Your task is to output every record exactly as it is given.

Collected data entries
━━━━━━━━━━━━━━━━━━━━━━━━━━━━━━

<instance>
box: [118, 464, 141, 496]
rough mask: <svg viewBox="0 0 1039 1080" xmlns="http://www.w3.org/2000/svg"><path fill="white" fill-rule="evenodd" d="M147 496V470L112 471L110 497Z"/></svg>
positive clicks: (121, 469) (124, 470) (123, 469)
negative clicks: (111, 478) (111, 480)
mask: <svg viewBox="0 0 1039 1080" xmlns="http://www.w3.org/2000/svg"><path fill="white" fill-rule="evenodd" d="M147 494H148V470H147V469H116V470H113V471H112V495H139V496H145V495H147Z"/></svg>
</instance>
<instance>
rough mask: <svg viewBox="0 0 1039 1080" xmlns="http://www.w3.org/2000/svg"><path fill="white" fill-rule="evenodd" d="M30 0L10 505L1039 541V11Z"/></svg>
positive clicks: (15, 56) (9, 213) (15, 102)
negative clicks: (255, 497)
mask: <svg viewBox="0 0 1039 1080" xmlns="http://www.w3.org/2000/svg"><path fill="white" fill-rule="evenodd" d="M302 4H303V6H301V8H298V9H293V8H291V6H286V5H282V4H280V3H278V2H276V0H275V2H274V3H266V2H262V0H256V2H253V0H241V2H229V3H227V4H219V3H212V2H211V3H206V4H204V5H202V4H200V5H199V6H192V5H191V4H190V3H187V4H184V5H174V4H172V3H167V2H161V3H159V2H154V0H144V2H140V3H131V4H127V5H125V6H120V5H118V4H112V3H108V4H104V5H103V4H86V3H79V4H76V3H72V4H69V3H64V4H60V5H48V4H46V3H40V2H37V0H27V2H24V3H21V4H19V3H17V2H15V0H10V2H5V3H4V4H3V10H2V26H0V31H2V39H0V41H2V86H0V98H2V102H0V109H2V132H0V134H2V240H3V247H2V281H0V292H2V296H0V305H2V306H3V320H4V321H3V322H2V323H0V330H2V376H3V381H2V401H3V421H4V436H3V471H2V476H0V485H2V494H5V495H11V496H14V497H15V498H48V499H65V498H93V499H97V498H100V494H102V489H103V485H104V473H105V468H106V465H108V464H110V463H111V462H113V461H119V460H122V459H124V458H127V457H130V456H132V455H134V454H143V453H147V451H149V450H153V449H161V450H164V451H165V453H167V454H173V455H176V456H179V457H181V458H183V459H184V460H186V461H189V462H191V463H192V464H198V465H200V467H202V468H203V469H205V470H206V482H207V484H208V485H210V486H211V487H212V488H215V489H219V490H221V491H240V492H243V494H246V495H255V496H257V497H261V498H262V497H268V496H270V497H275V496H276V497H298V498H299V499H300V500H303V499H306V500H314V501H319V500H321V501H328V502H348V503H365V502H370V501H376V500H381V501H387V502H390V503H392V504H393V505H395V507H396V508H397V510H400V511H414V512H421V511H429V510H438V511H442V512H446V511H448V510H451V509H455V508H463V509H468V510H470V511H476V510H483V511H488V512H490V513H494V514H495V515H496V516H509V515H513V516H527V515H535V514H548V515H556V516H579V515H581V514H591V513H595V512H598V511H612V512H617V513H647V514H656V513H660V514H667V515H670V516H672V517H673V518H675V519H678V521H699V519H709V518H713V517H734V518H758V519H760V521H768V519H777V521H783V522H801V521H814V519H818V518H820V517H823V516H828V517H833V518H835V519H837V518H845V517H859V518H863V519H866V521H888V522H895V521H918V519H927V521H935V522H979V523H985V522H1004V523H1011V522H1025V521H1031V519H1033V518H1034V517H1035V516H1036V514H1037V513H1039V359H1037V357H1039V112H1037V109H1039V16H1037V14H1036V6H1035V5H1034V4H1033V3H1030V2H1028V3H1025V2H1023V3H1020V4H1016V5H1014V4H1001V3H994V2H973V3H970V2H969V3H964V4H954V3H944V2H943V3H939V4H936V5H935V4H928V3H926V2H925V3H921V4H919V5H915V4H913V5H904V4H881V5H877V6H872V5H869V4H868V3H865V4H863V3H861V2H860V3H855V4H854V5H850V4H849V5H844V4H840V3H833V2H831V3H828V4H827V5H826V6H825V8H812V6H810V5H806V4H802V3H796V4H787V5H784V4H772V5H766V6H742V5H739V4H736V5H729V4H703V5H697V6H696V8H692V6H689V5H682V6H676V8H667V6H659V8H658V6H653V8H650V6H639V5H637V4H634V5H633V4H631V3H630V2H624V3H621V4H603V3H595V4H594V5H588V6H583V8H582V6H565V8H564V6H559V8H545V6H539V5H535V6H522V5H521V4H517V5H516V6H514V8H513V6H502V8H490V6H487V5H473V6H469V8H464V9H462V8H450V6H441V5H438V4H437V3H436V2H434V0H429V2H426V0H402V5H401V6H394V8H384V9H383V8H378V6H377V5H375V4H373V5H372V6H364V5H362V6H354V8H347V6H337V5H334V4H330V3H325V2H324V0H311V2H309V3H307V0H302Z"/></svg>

━━━━━━━━━━━━━━━━━━━━━━━━━━━━━━

◆ RESULT
<instance>
box: [118, 464, 141, 496]
rough mask: <svg viewBox="0 0 1039 1080" xmlns="http://www.w3.org/2000/svg"><path fill="white" fill-rule="evenodd" d="M147 496V470L112 471L110 497Z"/></svg>
positive clicks: (121, 469) (124, 470) (123, 469)
negative clicks: (111, 478) (111, 480)
mask: <svg viewBox="0 0 1039 1080" xmlns="http://www.w3.org/2000/svg"><path fill="white" fill-rule="evenodd" d="M147 494H148V470H147V469H116V470H113V471H112V495H139V496H145V495H147Z"/></svg>
</instance>
<instance>
rough mask: <svg viewBox="0 0 1039 1080" xmlns="http://www.w3.org/2000/svg"><path fill="white" fill-rule="evenodd" d="M30 0L10 505L1039 541V11Z"/></svg>
positive clicks: (15, 56) (9, 213) (15, 102)
negative clicks: (255, 497)
mask: <svg viewBox="0 0 1039 1080" xmlns="http://www.w3.org/2000/svg"><path fill="white" fill-rule="evenodd" d="M302 4H303V6H301V8H298V9H293V8H291V6H286V5H282V4H280V3H278V2H276V0H275V2H274V3H266V2H262V0H256V2H253V0H241V2H229V3H227V4H219V3H212V2H211V3H206V4H204V5H202V4H200V5H199V6H192V5H191V4H190V3H187V4H184V5H174V4H172V3H167V2H161V3H159V2H154V0H144V2H140V3H131V4H127V5H125V6H120V5H118V4H112V3H108V4H104V5H103V4H86V3H79V4H76V3H72V4H69V3H64V4H60V5H48V4H46V3H40V2H37V0H27V2H24V3H21V4H19V3H17V2H15V0H10V2H5V3H4V4H3V10H2V26H0V31H2V39H0V41H2V86H0V98H2V102H0V109H2V132H0V134H2V240H3V247H2V281H0V292H2V296H0V305H2V306H3V320H4V321H3V322H2V323H0V330H2V376H3V381H2V401H3V421H4V436H3V471H2V476H0V485H2V494H5V495H11V496H14V497H15V498H48V499H65V498H93V499H97V498H100V494H102V489H103V485H104V473H105V468H106V465H108V464H110V463H111V462H113V461H119V460H122V459H124V458H127V457H130V456H132V455H134V454H143V453H147V451H149V450H153V449H161V450H164V451H165V453H167V454H173V455H176V456H179V457H181V458H183V459H184V460H186V461H189V462H191V463H192V464H198V465H200V467H202V468H203V469H205V470H206V482H207V484H208V485H210V486H211V487H212V488H215V489H219V490H221V491H240V492H243V494H246V495H255V496H257V497H261V498H262V497H268V496H270V497H275V496H276V497H298V498H299V499H300V500H303V499H306V500H314V501H319V500H321V501H328V502H348V503H365V502H370V501H376V500H381V501H387V502H390V503H392V504H393V505H395V507H396V508H397V510H400V511H414V512H421V511H429V510H438V511H442V512H446V511H448V510H451V509H455V508H463V509H468V510H470V511H476V510H483V511H488V512H490V513H494V514H495V515H496V516H509V515H513V516H527V515H535V514H548V515H556V516H579V515H581V514H591V513H595V512H598V511H612V512H617V513H647V514H656V513H660V514H667V515H670V516H672V517H673V518H675V519H678V521H699V519H709V518H713V517H734V518H758V519H760V521H768V519H777V521H783V522H801V521H814V519H818V518H820V517H823V516H828V517H833V518H835V519H837V518H845V517H859V518H863V519H866V521H888V522H895V521H918V519H927V521H935V522H979V523H985V522H1004V523H1011V522H1025V521H1031V519H1033V518H1034V517H1035V516H1036V514H1037V513H1039V359H1037V357H1039V112H1037V109H1039V16H1037V14H1036V6H1035V5H1034V4H1033V3H1030V2H1028V3H1025V2H1023V3H1020V4H1016V5H1014V4H1001V3H994V2H973V3H970V2H969V3H964V4H954V3H944V2H943V3H939V4H936V5H935V4H928V3H926V2H925V3H921V4H919V5H915V4H913V5H904V4H881V5H877V6H872V5H869V4H868V3H865V4H863V3H861V2H860V3H855V4H854V5H850V4H849V5H844V4H840V3H833V2H831V3H828V4H827V5H826V6H825V8H812V6H810V5H806V4H802V3H796V4H787V5H784V4H772V5H766V6H742V5H739V4H736V5H729V4H703V5H697V6H696V8H692V6H689V5H682V6H676V8H667V6H659V8H658V6H653V8H650V6H639V5H637V4H634V5H633V4H631V3H630V2H624V3H621V4H603V3H595V4H594V5H588V6H583V8H582V6H565V8H564V6H559V8H545V6H539V5H535V6H522V5H521V4H517V5H516V6H514V8H513V6H502V8H490V6H487V5H473V6H469V8H464V9H462V8H450V6H441V5H438V4H437V3H436V2H434V0H429V2H426V0H402V5H401V6H394V8H384V9H383V8H378V6H377V5H375V4H373V5H372V6H364V5H362V6H354V8H347V6H337V5H334V4H330V3H325V2H324V0H311V2H309V3H307V0H302Z"/></svg>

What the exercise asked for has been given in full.